Image outline annotation entries

------------------------------

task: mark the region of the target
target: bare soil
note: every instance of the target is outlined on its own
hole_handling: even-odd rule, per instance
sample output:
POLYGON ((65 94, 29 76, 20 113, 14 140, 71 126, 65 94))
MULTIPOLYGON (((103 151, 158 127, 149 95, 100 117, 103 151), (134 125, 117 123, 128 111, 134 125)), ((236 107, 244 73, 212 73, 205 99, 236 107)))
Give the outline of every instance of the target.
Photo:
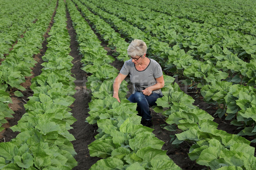
MULTIPOLYGON (((71 112, 73 116, 77 120, 72 125, 73 129, 70 130, 70 132, 76 139, 72 142, 77 153, 75 158, 78 162, 78 165, 75 167, 73 170, 89 170, 93 164, 100 159, 100 158, 97 157, 90 157, 87 147, 88 144, 95 140, 94 136, 97 134, 96 130, 98 128, 96 125, 90 125, 85 122, 85 119, 89 116, 88 113, 89 111, 88 109, 88 103, 91 101, 90 91, 87 89, 85 85, 87 78, 88 75, 87 73, 81 69, 82 63, 80 61, 82 56, 79 54, 79 52, 78 51, 79 45, 76 40, 76 34, 73 28, 72 22, 68 12, 67 13, 67 28, 71 37, 70 48, 71 51, 70 55, 74 58, 72 61, 74 65, 71 71, 73 76, 76 78, 75 83, 77 90, 77 92, 73 96, 76 100, 70 107, 72 109, 71 112)), ((50 27, 52 23, 49 26, 50 27)), ((46 38, 47 37, 47 35, 45 35, 46 38)), ((108 51, 108 54, 113 56, 112 54, 115 52, 115 50, 111 50, 108 47, 106 42, 101 40, 99 35, 97 35, 102 42, 102 46, 108 51)), ((34 56, 34 58, 38 63, 32 68, 33 76, 30 77, 27 77, 26 82, 23 85, 27 89, 26 91, 22 92, 24 96, 22 97, 17 97, 15 96, 12 97, 13 104, 10 105, 9 107, 15 113, 13 115, 14 118, 8 119, 7 120, 8 123, 4 125, 6 129, 3 133, 0 134, 0 142, 10 141, 12 139, 15 138, 18 134, 17 132, 13 132, 9 128, 17 125, 17 121, 26 112, 23 105, 28 101, 28 96, 33 95, 33 92, 29 88, 31 85, 30 80, 31 78, 39 75, 41 72, 41 70, 42 67, 40 64, 43 62, 41 57, 44 55, 47 49, 46 40, 44 41, 43 45, 43 48, 41 49, 40 54, 34 56)), ((123 62, 117 60, 111 63, 112 65, 119 70, 121 69, 123 64, 123 62)), ((192 96, 195 99, 194 103, 195 105, 199 107, 200 109, 207 111, 212 115, 214 114, 217 110, 215 106, 211 105, 204 102, 202 97, 200 94, 197 93, 195 89, 188 89, 186 91, 185 91, 184 86, 182 85, 180 85, 182 90, 186 91, 188 94, 192 96)), ((128 88, 131 90, 130 86, 128 88)), ((180 144, 171 144, 172 137, 177 131, 170 132, 164 129, 165 125, 167 125, 165 121, 164 117, 160 114, 154 112, 152 109, 151 110, 151 116, 153 117, 152 128, 154 129, 153 132, 156 137, 165 142, 162 149, 167 150, 167 155, 183 170, 197 170, 207 168, 206 167, 197 164, 195 161, 192 161, 189 159, 187 153, 189 153, 191 144, 183 142, 180 144)), ((237 127, 230 125, 230 122, 225 120, 224 118, 219 118, 216 116, 213 116, 215 118, 214 121, 219 124, 218 127, 219 129, 225 130, 230 133, 237 134, 239 132, 239 130, 236 130, 237 127)))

------------------------------

Written exercise - Print all the records again exactly; do not include any picture.

Full answer -
task: mark the region of the target
target: bare soil
note: every instance of the target is outlined on its own
hole_handling: even-odd rule, per instance
sample output:
POLYGON ((65 94, 29 76, 20 113, 14 140, 71 126, 65 94))
MULTIPOLYGON (((103 151, 158 127, 149 95, 100 117, 103 151), (134 125, 117 123, 128 111, 134 125)), ((236 107, 244 73, 212 73, 205 99, 236 107)))
Give the outline of every instance of the target.
Photo:
MULTIPOLYGON (((71 112, 73 116, 77 120, 72 125, 73 129, 70 130, 70 132, 76 139, 72 142, 77 153, 75 158, 78 162, 78 165, 75 167, 73 170, 89 170, 93 164, 100 159, 100 158, 97 157, 90 157, 87 147, 88 144, 95 140, 94 136, 97 134, 96 130, 98 128, 96 125, 90 125, 85 122, 85 119, 89 116, 88 113, 89 111, 88 109, 88 103, 91 101, 90 91, 87 89, 85 85, 87 78, 88 75, 87 73, 81 69, 82 63, 80 61, 82 56, 79 54, 79 52, 78 51, 79 45, 76 40, 76 34, 73 28, 72 22, 68 12, 67 13, 67 28, 71 37, 70 48, 71 51, 70 55, 74 58, 72 61, 74 65, 71 71, 73 76, 76 78, 75 83, 77 90, 77 92, 73 96, 76 100, 70 107, 72 109, 71 112)), ((50 27, 52 23, 49 26, 50 27)), ((46 38, 47 37, 47 35, 45 35, 46 38)), ((108 51, 108 54, 113 56, 112 54, 115 52, 115 50, 111 50, 108 47, 106 42, 101 40, 99 35, 97 35, 102 42, 102 46, 108 51)), ((34 56, 34 58, 38 63, 32 68, 33 76, 30 77, 27 77, 26 82, 23 85, 27 89, 26 91, 22 92, 24 96, 22 97, 17 97, 15 96, 12 97, 13 104, 10 105, 9 107, 15 113, 13 115, 14 118, 8 119, 7 120, 8 123, 4 125, 6 129, 3 133, 0 134, 0 142, 10 141, 12 139, 15 138, 18 134, 17 132, 13 132, 9 128, 17 125, 17 121, 26 112, 23 105, 28 101, 28 96, 33 95, 33 92, 29 88, 31 85, 30 80, 31 78, 39 75, 41 72, 41 70, 42 67, 40 64, 43 62, 41 57, 44 55, 47 49, 46 40, 44 41, 43 45, 43 48, 41 49, 40 54, 34 56)), ((123 62, 117 60, 111 63, 112 65, 119 70, 121 69, 123 64, 123 62)), ((192 96, 195 99, 194 103, 195 105, 199 107, 200 109, 207 111, 212 115, 214 114, 217 110, 215 106, 211 105, 204 102, 202 97, 200 94, 197 93, 195 89, 188 89, 186 91, 185 91, 184 86, 182 85, 180 85, 182 90, 186 91, 188 94, 192 96)), ((128 88, 131 90, 130 86, 128 88)), ((180 144, 171 144, 172 137, 177 131, 170 132, 164 129, 165 125, 167 125, 165 121, 164 117, 160 114, 154 112, 152 109, 151 110, 151 116, 153 117, 152 128, 154 129, 153 132, 156 137, 165 142, 162 149, 167 150, 167 155, 183 170, 197 170, 207 168, 206 167, 197 164, 195 161, 192 161, 189 159, 187 153, 189 153, 191 144, 183 142, 180 144)), ((237 127, 230 125, 230 122, 225 120, 224 118, 219 118, 216 116, 213 116, 215 118, 214 121, 219 124, 218 127, 219 129, 225 130, 230 133, 237 134, 239 132, 239 130, 236 130, 237 127)))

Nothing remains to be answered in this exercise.